## START INPUT

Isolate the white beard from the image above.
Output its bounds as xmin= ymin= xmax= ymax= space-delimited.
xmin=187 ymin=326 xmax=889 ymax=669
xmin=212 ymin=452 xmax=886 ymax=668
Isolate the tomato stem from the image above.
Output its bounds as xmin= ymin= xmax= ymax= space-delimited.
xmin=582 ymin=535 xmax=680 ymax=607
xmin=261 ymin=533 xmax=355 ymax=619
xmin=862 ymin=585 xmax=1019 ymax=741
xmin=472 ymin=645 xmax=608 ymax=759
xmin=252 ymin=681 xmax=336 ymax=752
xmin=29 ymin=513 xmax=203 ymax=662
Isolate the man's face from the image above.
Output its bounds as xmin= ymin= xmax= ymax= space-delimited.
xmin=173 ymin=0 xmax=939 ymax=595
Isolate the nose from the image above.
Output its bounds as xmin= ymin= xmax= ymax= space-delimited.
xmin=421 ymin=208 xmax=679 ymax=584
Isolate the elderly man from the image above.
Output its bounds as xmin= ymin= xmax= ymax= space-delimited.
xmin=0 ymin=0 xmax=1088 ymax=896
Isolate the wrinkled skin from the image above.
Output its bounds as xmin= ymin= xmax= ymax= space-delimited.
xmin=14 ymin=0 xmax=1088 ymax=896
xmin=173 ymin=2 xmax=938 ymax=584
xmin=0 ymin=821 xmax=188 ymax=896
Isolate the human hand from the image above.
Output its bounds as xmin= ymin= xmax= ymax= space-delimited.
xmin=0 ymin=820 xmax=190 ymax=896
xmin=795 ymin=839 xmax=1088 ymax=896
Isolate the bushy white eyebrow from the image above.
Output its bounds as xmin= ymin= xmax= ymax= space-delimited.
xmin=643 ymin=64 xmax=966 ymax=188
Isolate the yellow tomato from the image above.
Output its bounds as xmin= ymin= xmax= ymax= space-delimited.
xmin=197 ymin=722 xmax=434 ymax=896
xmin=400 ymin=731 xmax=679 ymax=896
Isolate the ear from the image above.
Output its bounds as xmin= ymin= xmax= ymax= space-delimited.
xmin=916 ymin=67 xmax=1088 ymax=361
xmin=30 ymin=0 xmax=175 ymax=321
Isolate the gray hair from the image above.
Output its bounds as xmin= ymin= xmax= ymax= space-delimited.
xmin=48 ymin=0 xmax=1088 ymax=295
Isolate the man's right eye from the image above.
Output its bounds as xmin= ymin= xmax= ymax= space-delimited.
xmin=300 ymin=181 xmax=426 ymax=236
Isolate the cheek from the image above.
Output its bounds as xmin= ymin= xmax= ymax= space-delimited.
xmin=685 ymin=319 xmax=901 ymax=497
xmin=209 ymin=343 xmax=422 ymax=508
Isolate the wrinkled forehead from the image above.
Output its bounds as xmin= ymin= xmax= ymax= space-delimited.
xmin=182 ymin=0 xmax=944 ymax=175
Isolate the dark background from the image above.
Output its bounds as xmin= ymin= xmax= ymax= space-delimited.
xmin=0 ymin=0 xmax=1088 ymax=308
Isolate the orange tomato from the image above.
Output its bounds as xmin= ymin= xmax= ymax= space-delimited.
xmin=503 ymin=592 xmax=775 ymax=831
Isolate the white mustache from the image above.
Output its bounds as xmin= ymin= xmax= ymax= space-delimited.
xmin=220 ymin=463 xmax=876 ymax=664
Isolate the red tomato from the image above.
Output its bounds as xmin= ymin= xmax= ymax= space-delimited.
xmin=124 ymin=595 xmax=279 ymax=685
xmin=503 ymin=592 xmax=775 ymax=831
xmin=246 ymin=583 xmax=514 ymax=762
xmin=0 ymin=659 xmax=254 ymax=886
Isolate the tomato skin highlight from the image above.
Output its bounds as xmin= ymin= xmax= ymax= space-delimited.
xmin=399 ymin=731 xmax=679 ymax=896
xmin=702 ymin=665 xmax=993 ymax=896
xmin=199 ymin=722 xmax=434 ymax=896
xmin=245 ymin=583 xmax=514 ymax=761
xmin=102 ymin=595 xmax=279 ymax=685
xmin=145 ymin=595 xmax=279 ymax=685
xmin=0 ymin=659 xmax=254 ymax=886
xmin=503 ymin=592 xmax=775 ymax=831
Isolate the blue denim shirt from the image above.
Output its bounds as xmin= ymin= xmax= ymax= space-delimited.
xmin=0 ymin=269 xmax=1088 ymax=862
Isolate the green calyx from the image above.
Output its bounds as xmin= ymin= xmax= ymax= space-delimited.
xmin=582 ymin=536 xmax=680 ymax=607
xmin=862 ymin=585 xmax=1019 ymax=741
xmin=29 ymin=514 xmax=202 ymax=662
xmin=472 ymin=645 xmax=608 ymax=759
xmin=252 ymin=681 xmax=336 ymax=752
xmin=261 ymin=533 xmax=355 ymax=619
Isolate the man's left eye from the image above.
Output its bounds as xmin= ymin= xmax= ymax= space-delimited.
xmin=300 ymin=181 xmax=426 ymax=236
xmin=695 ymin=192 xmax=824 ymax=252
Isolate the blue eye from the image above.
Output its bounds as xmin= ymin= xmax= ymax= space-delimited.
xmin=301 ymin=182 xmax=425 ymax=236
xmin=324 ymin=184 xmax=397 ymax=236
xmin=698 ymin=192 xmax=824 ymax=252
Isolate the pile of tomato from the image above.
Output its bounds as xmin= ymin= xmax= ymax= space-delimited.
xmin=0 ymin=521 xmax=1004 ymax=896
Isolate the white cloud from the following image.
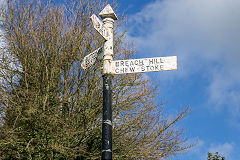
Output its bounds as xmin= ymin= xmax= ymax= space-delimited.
xmin=126 ymin=0 xmax=240 ymax=118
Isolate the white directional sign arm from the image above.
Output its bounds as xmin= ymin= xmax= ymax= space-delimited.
xmin=111 ymin=56 xmax=177 ymax=74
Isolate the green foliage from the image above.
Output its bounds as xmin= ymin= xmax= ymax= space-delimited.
xmin=0 ymin=0 xmax=191 ymax=159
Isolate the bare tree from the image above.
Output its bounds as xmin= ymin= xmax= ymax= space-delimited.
xmin=0 ymin=0 xmax=191 ymax=159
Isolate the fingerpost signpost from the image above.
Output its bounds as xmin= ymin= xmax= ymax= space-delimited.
xmin=81 ymin=4 xmax=177 ymax=160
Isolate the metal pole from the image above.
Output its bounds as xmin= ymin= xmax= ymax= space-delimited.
xmin=102 ymin=74 xmax=112 ymax=160
xmin=99 ymin=5 xmax=117 ymax=160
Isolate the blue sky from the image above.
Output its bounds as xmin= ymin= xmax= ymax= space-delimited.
xmin=0 ymin=0 xmax=240 ymax=160
xmin=118 ymin=0 xmax=240 ymax=160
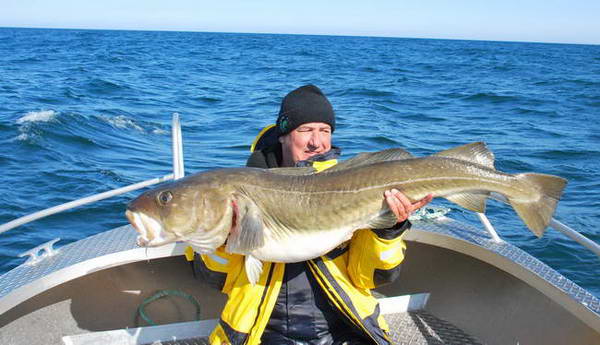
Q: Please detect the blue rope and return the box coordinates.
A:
[135,290,200,326]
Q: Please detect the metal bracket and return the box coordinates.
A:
[19,238,60,266]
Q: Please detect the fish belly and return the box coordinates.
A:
[251,229,354,263]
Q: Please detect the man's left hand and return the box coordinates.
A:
[383,189,433,223]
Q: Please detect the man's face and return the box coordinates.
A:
[279,122,331,167]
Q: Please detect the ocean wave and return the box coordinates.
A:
[17,110,58,124]
[100,115,145,132]
[462,92,519,103]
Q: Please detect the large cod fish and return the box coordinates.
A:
[126,143,566,284]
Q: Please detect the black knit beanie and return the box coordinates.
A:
[277,85,335,136]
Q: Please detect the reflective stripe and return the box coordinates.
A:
[183,246,194,261]
[250,124,275,152]
[208,253,229,265]
[309,257,390,345]
[379,248,398,261]
[219,319,248,345]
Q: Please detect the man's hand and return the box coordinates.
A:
[383,189,433,223]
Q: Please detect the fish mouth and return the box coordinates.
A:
[125,210,173,247]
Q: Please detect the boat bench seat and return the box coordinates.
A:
[63,294,482,345]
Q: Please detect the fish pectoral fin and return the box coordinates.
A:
[432,142,494,169]
[365,210,398,229]
[445,192,490,213]
[244,255,263,285]
[225,196,265,254]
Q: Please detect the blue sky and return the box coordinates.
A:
[0,0,600,44]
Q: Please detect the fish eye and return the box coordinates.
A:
[156,191,173,206]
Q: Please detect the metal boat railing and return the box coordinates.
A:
[0,113,600,259]
[0,113,184,234]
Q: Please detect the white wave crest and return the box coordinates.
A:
[17,110,57,124]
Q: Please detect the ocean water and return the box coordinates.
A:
[0,28,600,297]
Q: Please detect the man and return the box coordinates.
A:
[195,85,432,345]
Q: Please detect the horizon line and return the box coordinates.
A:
[0,26,600,46]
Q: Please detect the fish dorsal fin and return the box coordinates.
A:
[364,209,398,229]
[323,148,414,173]
[225,194,265,255]
[432,142,494,169]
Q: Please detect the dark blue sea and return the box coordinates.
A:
[0,28,600,297]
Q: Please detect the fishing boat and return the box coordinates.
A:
[0,116,600,345]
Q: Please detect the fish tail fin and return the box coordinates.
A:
[508,173,567,237]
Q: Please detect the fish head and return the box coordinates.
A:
[125,178,233,253]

## END INPUT

WORK INSTRUCTIONS: Render the records as a Markdown table with columns Row and Text, going from the very first line through the line containing "xmin=643 ymin=64 xmax=966 ymax=188", both included. Give each line its own numbered row, and leave out blank lines.

SOLUTION TO THE PROBLEM:
| Row | Text |
|---|---|
| 1 | Isolate the white beard from the image above. |
| 2 | Output its bounds as xmin= ymin= xmax= ymax= space-delimited. |
| 3 | xmin=187 ymin=326 xmax=889 ymax=669 |
| 4 | xmin=212 ymin=452 xmax=886 ymax=668 |
| 5 | Isolate the tomato stem from the image above. |
| 6 | Output its bounds as xmin= ymin= xmax= ymax= space-delimited. |
| 7 | xmin=582 ymin=535 xmax=680 ymax=607 |
| 8 | xmin=261 ymin=533 xmax=355 ymax=619 |
| 9 | xmin=862 ymin=585 xmax=1019 ymax=741 |
| 10 | xmin=472 ymin=645 xmax=608 ymax=759 |
| 11 | xmin=252 ymin=681 xmax=336 ymax=752 |
| 12 | xmin=29 ymin=513 xmax=203 ymax=662 |
| 13 | Isolate the man's face from the image above. |
| 14 | Output its bounds as xmin= ymin= xmax= ymax= space-delimited. |
| 15 | xmin=173 ymin=0 xmax=939 ymax=595 |
| 16 | Isolate the nose from the image above. |
| 17 | Output its bounds as xmin= ymin= xmax= ymax= space-delimited. |
| 18 | xmin=421 ymin=208 xmax=679 ymax=584 |
| 19 | Isolate the elderly man from the image above. |
| 20 | Output its bounds as xmin= ymin= xmax= ymax= space-delimited. |
| 21 | xmin=0 ymin=0 xmax=1088 ymax=896 |
| 22 | Isolate the wrinkled skin from the image above. |
| 23 | Output its bounds as xmin= ymin= xmax= ymax= space-delimited. |
| 24 | xmin=14 ymin=0 xmax=1088 ymax=896 |
| 25 | xmin=173 ymin=2 xmax=938 ymax=584 |
| 26 | xmin=0 ymin=821 xmax=188 ymax=896 |
| 27 | Isolate the human hand from the image above. |
| 28 | Output its bounds as xmin= ymin= xmax= ymax= space-delimited. |
| 29 | xmin=0 ymin=820 xmax=190 ymax=896 |
| 30 | xmin=795 ymin=839 xmax=1088 ymax=896 |
| 31 | Isolate the bushy white eyebrow from the image above. |
| 32 | Output its bounds as xmin= ymin= xmax= ymax= space-delimited. |
| 33 | xmin=643 ymin=64 xmax=966 ymax=188 |